(Excerpts from point annotation data)
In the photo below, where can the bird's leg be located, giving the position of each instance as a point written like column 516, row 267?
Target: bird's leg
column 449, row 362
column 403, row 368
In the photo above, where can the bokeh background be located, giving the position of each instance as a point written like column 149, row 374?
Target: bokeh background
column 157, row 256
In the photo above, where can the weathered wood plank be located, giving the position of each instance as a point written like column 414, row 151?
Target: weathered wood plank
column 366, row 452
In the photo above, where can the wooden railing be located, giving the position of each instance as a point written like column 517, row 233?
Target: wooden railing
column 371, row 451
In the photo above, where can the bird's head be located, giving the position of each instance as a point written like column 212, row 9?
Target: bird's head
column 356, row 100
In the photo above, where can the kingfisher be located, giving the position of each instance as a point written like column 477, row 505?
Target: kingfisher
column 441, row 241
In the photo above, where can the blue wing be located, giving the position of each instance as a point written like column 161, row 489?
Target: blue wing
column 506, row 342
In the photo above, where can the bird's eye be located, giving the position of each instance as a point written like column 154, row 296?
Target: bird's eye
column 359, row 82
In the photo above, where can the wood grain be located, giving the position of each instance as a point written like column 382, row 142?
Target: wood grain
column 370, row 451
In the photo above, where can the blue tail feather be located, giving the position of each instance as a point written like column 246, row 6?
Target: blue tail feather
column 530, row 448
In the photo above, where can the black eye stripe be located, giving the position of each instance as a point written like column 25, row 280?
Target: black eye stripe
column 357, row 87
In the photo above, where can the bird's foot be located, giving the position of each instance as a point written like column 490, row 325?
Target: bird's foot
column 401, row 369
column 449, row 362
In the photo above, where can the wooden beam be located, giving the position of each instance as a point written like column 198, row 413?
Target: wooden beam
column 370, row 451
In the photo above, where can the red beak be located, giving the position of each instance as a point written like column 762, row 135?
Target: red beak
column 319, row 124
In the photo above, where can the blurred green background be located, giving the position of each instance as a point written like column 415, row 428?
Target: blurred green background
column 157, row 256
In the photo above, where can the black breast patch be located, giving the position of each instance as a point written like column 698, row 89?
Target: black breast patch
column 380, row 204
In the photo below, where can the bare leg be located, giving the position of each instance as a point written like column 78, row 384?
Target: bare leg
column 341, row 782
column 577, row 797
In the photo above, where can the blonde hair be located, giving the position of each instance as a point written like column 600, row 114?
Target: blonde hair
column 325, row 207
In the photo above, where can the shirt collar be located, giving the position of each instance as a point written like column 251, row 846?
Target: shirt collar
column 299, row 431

• [GIVEN EXERCISE] Rewrite the items from the line with "In the photo above, where can the bird's head" up to and including the line with "column 357, row 87", swapping "Target" for "Object" and leaving everything else unchanged. Give only those lines.

• [THE RESULT]
In the photo above, where can the bird's head be located, giving the position of each instance as a point written like column 212, row 9?
Object: bird's head
column 356, row 100
In the photo above, where can the kingfisher be located, giving the position of each instance as a point written like column 477, row 505?
Object: kingfisher
column 441, row 241
In the photo above, where can the blue wing be located, giving the position of each instance as a point written like column 161, row 489?
Object: blue wing
column 506, row 342
In the photo above, where can the bird's eye be located, giving the position of each instance as a point written like column 154, row 296?
Object: bird's eye
column 359, row 82
In the photo above, where can the wood grain be located, giving the position of each instance as a point written like column 382, row 142?
Object: wood grain
column 370, row 451
In the photo above, where can the blue tail feather be located, giving the position of each instance as a point written like column 246, row 6?
Object: blue tail feather
column 530, row 448
In the photo above, where can the black eye stripe be located, giving the position of each instance as a point written like column 25, row 280?
Object: black eye stripe
column 357, row 87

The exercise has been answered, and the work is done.